--- Start Dataset ---

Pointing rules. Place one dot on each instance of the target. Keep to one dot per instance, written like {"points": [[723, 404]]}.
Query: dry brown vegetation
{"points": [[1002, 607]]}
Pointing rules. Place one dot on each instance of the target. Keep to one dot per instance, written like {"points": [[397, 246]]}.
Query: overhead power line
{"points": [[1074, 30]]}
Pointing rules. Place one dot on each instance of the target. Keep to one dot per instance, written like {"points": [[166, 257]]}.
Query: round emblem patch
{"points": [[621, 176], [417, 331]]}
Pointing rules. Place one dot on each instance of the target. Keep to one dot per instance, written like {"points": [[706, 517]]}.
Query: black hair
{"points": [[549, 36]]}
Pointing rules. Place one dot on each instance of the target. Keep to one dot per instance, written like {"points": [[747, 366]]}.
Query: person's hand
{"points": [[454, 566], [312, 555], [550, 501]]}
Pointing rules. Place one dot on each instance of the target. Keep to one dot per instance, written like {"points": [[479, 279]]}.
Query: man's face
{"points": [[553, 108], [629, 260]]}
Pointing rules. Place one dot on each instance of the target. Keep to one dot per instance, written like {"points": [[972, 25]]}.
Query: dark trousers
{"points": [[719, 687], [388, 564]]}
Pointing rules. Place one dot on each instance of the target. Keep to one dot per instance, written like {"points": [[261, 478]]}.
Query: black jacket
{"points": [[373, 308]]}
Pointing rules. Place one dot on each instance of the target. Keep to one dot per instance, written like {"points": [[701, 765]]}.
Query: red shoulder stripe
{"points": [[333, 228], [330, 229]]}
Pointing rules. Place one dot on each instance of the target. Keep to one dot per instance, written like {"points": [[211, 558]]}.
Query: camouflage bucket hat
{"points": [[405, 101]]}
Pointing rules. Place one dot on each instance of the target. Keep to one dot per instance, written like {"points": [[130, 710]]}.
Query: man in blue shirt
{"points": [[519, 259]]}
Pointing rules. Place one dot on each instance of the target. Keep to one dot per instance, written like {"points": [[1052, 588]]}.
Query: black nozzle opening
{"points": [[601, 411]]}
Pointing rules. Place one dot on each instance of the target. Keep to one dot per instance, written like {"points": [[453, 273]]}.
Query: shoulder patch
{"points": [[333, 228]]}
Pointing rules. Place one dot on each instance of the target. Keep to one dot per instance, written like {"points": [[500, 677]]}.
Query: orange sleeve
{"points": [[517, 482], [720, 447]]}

--- End Dataset ---
--- Start Dataset ---

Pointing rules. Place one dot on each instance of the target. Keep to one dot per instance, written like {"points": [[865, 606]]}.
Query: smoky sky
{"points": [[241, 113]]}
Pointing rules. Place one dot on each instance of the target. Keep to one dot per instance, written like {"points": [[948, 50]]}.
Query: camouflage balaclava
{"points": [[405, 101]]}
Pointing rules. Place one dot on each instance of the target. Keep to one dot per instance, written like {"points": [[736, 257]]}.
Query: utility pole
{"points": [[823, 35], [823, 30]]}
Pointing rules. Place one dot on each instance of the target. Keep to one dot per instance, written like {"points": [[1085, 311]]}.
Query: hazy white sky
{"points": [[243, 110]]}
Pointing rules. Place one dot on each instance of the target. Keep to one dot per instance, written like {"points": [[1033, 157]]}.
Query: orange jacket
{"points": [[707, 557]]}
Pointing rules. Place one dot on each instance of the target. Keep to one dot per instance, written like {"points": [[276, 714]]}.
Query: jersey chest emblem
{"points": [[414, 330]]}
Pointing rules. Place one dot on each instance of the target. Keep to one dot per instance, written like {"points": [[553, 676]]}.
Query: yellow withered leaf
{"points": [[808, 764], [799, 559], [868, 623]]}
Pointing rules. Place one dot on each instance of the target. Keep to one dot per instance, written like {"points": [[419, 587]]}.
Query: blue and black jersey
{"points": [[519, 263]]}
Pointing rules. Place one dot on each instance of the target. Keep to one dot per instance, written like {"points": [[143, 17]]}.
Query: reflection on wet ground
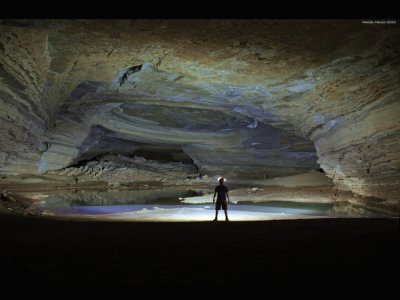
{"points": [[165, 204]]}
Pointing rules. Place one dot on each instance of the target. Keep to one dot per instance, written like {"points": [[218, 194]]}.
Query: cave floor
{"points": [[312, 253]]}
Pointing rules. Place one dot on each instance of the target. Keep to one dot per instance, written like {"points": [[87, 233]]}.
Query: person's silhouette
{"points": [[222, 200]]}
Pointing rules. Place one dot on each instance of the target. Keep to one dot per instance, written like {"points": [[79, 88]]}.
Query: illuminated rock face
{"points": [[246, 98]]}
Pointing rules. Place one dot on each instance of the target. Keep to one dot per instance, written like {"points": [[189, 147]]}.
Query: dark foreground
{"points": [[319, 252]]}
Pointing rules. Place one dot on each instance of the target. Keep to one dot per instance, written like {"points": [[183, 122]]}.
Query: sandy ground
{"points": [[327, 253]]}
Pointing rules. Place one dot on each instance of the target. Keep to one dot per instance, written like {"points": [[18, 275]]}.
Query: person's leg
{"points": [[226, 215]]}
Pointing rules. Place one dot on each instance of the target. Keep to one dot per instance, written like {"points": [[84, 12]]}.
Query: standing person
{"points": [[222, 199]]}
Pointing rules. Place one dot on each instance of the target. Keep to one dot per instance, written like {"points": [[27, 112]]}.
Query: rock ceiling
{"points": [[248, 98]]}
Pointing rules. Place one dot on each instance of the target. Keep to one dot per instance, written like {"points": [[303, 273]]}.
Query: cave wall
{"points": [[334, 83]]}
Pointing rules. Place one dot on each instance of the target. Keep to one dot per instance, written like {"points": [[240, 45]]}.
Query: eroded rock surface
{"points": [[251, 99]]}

--- End Dataset ---
--- Start Dataset ---

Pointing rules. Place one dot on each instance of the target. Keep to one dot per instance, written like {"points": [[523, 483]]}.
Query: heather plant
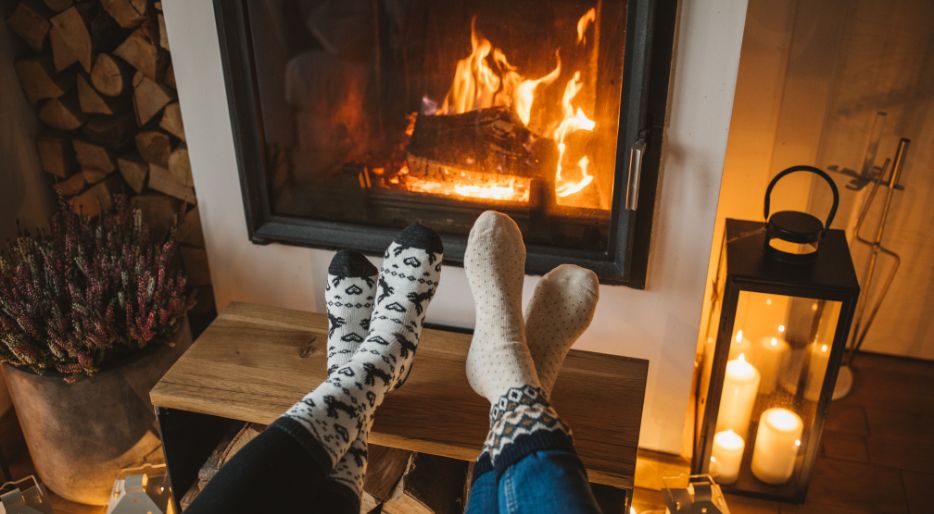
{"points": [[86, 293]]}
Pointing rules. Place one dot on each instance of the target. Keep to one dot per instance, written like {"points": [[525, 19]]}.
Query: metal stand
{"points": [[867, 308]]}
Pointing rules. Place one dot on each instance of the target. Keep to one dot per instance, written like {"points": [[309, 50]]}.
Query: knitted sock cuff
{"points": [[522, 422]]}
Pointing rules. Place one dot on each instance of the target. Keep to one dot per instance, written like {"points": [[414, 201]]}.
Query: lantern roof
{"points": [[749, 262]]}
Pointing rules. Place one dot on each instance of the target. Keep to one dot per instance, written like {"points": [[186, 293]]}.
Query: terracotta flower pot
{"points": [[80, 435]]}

--- End Dataset ---

**Given instruction:** Find every line in the rows above that contains the word "patch" and copy each such line. Case counts.

**Task solution:**
Query: round emblem patch
Query: shoulder patch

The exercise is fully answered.